EXERCISE AIM:
In the listing below, identify every line that contains the word "Query" and copy each of those lines out in full.

====

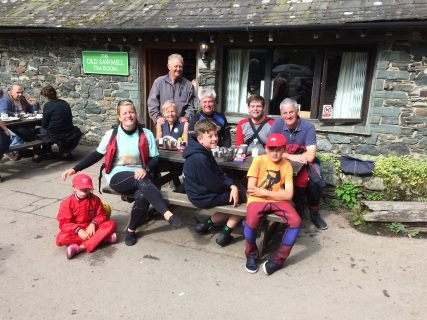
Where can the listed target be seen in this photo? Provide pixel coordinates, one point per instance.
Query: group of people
(56, 130)
(131, 158)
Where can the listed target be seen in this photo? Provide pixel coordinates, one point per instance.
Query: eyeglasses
(125, 101)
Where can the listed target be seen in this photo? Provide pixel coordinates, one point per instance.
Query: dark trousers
(145, 193)
(312, 192)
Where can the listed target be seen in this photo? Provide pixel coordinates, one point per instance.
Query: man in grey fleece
(175, 87)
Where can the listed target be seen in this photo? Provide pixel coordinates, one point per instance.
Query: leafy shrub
(404, 176)
(347, 193)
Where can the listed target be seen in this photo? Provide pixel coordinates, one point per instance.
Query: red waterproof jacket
(75, 214)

====

TASK OUTPUT:
Query: group of people
Query: eyeglasses
Query: dark trousers
Query: man in grey fleece
Query: leafy shrub
Query: red waterproof jacket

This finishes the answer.